The final step is calculating the number of dirtyable highmem pages. As
those calculations only care about the global count of file pages in
highmem. This patch uses a global counter used instead of per-zone stats
as it is sufficient.

In combination, this allows the per-zone LRU and dirty state counters to
be removed.

Suggested by: Michal Hocko <mhocko@kernel.org>
Signed-off-by: Mel Gorman <mgorman@techsingularity.net>
Acked-by: Hillf Danton <hillf.zj@alibaba-inc.com>

diff --git a/include/linux/mm_inline.h b/include/linux/mm_inline.h
index 9aadcc781857..c68680aac044 100644
--- a/include/linux/mm_inline.h
+++ b/include/linux/mm_inline.h
@@ -4,6 +4,22 @@
 #include <linux/huge_mm.h>
 #include <linux/swap.h>
 
+#ifdef CONFIG_HIGHMEM
+extern unsigned long highmem_file_pages;
+
+static inline void acct_highmem_file_pages(int zid, enum lru_list lru,
+							int nr_pages)
+{
+	if (is_highmem_idx(zid) && is_file_lru(lru))
+		highmem_file_pages += nr_pages;
+}
+#else
+static inline void acct_highmem_file_pages(int zid, enum lru_list lru,
+							int nr_pages)
+{
+}
+#endif
+
 /**
  * page_is_file_cache - should the page be on a file LRU or anon LRU?
  * @page: the page to test
@@ -29,9 +45,7 @@ static __always_inline void __update_lru_size(struct lruvec *lruvec,
 	struct pglist_data *pgdat = lruvec_pgdat(lruvec);
 
 	__mod_node_page_state(pgdat, NR_LRU_BASE + lru, nr_pages);
-	__mod_zone_page_state(&pgdat->node_zones[zid],
-		NR_ZONE_LRU_BASE + !!is_file_lru(lru),
-		nr_pages);
+	acct_highmem_file_pages(zid, lru, nr_pages);
 }
 
 static __always_inline void update_lru_size(struct lruvec *lruvec,
diff --git a/include/linux/mmzone.h b/include/linux/mmzone.h
index bd33e6f1bed0..a3b7f45aac56 100644
--- a/include/linux/mmzone.h
+++ b/include/linux/mmzone.h
@@ -110,10 +110,6 @@ struct zone_padding {
 enum zone_stat_item {
 	/* First 128 byte cacheline (assuming 64 bit words) */
 	NR_FREE_PAGES,
-	NR_ZONE_LRU_BASE, /* Used only for compaction and reclaim retry */
-	NR_ZONE_LRU_ANON = NR_ZONE_LRU_BASE,
-	NR_ZONE_LRU_FILE,
-	NR_ZONE_WRITE_PENDING,	/* Count of dirty, writeback and unstable pages */
 	NR_MLOCK,		/* mlock()ed pages found and moved off LRU */
 	NR_SLAB_RECLAIMABLE,
 	NR_SLAB_UNRECLAIMABLE,
diff --git a/include/linux/swap.h b/include/linux/swap.h
index b17cc4830fa6..cc753c639e3d 100644
--- a/include/linux/swap.h
+++ b/include/linux/swap.h
@@ -307,7 +307,6 @@ extern void lru_cache_add_active_or_unevictable(struct page *page,
 						struct vm_area_struct *vma);
 
 /* linux/mm/vmscan.c */
-extern unsigned long zone_reclaimable_pages(struct zone *zone);
 extern unsigned long pgdat_reclaimable_pages(struct pglist_data *pgdat);
 extern unsigned long try_to_free_pages(struct zonelist *zonelist, int order,
 					gfp_t gfp_mask, nodemask_t *mask);
diff --git a/mm/compaction.c b/mm/compaction.c
index a0bd85712516..dfe7dafe8e8b 100644
--- a/mm/compaction.c
+++ b/mm/compaction.c
@@ -1446,6 +1446,13 @@ bool compaction_zonelist_suitable(struct alloc_context *ac, int order,
 {
 	struct zone *zone;
 	struct zoneref *z;
+	pg_data_t *last_pgdat = NULL;
+
+#ifdef CONFIG_HIGHMEM
+	/* Do not retry compaction for zone-constrained allocations */
+	if (!is_highmem_idx(ac->high_zoneidx))

Data to use:
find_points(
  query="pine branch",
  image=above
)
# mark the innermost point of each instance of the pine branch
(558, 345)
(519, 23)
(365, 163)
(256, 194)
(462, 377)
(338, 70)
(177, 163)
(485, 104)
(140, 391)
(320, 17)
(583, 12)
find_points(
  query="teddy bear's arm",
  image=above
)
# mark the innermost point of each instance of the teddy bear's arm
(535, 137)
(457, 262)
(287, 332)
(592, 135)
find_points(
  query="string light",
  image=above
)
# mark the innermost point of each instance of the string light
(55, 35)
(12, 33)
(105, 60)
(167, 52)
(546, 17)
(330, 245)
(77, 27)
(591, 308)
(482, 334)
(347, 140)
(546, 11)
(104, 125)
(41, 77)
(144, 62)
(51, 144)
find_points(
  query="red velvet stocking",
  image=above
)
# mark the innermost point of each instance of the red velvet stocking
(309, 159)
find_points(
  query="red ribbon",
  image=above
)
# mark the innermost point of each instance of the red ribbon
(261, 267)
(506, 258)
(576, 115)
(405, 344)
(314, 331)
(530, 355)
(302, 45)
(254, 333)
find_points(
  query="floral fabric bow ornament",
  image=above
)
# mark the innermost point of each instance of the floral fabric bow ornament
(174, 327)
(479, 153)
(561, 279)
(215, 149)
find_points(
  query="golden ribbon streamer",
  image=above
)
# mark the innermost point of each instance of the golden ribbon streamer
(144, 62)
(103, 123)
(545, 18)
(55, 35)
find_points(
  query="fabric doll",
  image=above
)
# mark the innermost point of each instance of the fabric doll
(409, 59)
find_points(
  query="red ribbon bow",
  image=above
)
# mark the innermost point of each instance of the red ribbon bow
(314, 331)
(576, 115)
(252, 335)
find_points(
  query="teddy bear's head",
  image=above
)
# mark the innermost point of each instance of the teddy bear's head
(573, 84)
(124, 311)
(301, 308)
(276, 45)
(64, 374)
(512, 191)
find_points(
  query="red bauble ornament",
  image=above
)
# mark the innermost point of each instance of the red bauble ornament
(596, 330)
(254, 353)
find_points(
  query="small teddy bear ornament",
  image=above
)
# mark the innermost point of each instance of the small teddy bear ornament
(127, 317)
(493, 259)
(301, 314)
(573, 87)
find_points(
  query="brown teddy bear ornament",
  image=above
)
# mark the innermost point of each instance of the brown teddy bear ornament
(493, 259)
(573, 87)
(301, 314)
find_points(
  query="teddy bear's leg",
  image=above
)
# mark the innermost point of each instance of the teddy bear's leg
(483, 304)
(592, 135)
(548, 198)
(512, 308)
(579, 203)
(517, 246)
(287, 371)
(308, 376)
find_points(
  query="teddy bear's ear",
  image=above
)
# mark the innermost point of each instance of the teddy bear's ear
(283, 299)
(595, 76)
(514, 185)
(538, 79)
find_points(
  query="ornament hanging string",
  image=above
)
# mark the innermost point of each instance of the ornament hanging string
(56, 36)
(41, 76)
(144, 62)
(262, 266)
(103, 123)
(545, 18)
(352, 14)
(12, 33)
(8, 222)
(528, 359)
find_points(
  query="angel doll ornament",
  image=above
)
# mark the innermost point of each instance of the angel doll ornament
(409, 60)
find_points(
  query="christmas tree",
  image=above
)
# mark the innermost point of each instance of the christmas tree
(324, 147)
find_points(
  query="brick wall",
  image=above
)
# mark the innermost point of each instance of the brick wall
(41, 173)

Set of tasks:
1) Return each line of the records that contains the word "ornament".
2) Extend the kernel patch on counting highmem file pages, picking up right after its final line.

Outputs in order:
1)
  query="floral fabric bow ornament",
# mark the innermost point of each instance of the floral fabric bow ornament
  query="red bauble ornament",
# mark the innermost point of each instance of the red bauble ornament
  query="small teddy bear ornament",
# mark the innermost point of each instance of the small teddy bear ornament
  query="brown teddy bear ornament",
# mark the innermost point of each instance of the brown teddy bear ornament
  query="ornament hanging string",
# mark the innermost point of each instance of the ornament hanging string
  query="angel doll ornament",
# mark the innermost point of each instance of the angel doll ornament

2)
+		return false;
+#endif
 
 	/*
 	 * Make sure at least one zone would pass __compaction_suitable if we continue
@@ -1456,14 +1463,27 @@ bool compaction_zonelist_suitable(struct alloc_context *ac, int order,
 		unsigned long available;
 		enum compact_result compact_result;
 
+		if (last_pgdat == zone->zone_pgdat)
+			continue;
+
+		/*
+		 * This over-estimates the number of pages available for
+		 * reclaim/compaction but walking the LRU would take too
+		 * long. The consequences are that compaction may retry
+		 * longer than it should for a zone-constrained allocation
+		 * request.
+		 */
+		last_pgdat = zone->zone_pgdat;
+		available = pgdat_reclaimable_pages(zone->zone_pgdat) / order;
+
 		/*
 		 * Do not consider all the reclaimable memory because we do not
 		 * want to trash just for a single high order allocation which
 		 * is even not guaranteed to appear even if __compaction_suitable
 		 * is happy about the watermark check.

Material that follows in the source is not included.